WHAT YOU NEED TO DO
Gather every line below that contains the word "spotlight". Case counts.

Records from a data collection:
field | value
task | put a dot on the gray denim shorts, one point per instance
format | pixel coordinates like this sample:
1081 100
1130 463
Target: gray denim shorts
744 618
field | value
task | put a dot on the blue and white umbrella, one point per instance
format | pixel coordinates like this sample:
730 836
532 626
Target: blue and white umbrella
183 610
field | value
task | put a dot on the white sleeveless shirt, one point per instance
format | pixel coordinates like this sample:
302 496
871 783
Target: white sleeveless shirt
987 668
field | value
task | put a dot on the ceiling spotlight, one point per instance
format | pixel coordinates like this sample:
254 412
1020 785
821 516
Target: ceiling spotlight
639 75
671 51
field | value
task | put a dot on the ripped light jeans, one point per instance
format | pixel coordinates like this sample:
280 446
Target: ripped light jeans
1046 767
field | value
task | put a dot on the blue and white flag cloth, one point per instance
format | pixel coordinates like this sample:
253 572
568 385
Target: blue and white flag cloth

ANSWER TO THE EXERCISE
task | put a dot on the ceiling spotlight, one point per instance
Target: ceiling spotlight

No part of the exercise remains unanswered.